------ RECORDS TO PROCESS ------

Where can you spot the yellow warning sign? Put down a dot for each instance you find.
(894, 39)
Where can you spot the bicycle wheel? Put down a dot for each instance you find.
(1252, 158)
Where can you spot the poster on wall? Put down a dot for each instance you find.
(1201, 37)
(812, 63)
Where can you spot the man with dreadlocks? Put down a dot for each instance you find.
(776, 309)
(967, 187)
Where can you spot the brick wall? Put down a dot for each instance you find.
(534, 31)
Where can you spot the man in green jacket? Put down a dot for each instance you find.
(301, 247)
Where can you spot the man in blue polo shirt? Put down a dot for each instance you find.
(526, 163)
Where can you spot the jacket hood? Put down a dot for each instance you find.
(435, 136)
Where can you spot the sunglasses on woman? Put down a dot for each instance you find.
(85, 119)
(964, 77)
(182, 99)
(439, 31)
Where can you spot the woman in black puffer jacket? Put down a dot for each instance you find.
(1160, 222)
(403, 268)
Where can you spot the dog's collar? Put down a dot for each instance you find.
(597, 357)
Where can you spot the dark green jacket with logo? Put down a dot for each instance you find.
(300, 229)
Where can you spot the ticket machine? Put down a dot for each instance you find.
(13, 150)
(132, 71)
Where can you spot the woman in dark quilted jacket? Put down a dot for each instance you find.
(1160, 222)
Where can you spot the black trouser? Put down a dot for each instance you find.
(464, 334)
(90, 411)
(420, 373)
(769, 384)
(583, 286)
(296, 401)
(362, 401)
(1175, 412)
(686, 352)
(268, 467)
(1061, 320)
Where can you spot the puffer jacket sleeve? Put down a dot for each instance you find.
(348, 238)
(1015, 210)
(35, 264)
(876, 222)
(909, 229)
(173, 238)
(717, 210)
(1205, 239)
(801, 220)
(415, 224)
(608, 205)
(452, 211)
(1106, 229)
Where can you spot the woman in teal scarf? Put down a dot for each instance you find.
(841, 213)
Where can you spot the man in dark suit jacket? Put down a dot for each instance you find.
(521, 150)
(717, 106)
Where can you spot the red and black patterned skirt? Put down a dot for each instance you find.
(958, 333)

------

THE EXERCISE ▸
Extract all of the data above without altering anything.

EXPECTED ANSWER ▸
Where can you spot the yellow warning sign? Put down a dot for each instance you find.
(894, 39)
Where can you spot the bicycle wheel? Put down a dot for each instance you find.
(1252, 158)
Where can you spot the poster on wall? Put down a dot for each instance you find.
(1201, 37)
(812, 63)
Where can you spot the man with dreadlocks? Put down a dot for each instance you find.
(776, 309)
(967, 187)
Where can you spot the brick wall? Put down a dot for each instance you find.
(534, 31)
Where can you spot the man in green jacket? Put down a dot for each instance you find.
(301, 247)
Where can you spot the man in blue polo shirt? Put down a dot for each instance you find.
(526, 163)
Where can you spot the jacket hood? Put down a dot for each instance you find.
(435, 136)
Where can you spot the sunglasses on woman? Put down a dot for each instance you find.
(85, 119)
(964, 77)
(182, 99)
(439, 31)
Where can you spot the woman in black puffer jacket? Put down a dot for each instance you find.
(1160, 222)
(403, 268)
Where can you spot the dog's collar? Put down a dot for each instance you find.
(597, 357)
Where can you spot the dark green jacket with logo? Put down a dot for each instance you find.
(300, 229)
Where can you spot the ticket machine? Put down a dot for each instance you find.
(13, 150)
(132, 71)
Where can you spot the woman in dark quilted jacket? Put down a dot for each instance you find.
(1160, 222)
Where can you spot the black trouser? Put down a dot for each instance you find.
(464, 334)
(90, 411)
(420, 373)
(769, 384)
(583, 286)
(296, 401)
(362, 401)
(1175, 412)
(686, 352)
(268, 467)
(1061, 320)
Where can you spot the puffer jacket sleeve? Put down a dot for each instance you find.
(348, 238)
(1015, 210)
(35, 264)
(876, 222)
(909, 229)
(173, 238)
(717, 210)
(1205, 239)
(801, 220)
(415, 224)
(608, 205)
(452, 211)
(1106, 229)
Where can you spot the woman in teal scarf? Put down a dot for each instance you find.
(841, 213)
Where can you spot the man in dark suit jacket? Put down a dot for each instance you find.
(521, 150)
(717, 106)
Where can you spot the red and black patterned skirt? Put down a dot for each instance you find.
(958, 333)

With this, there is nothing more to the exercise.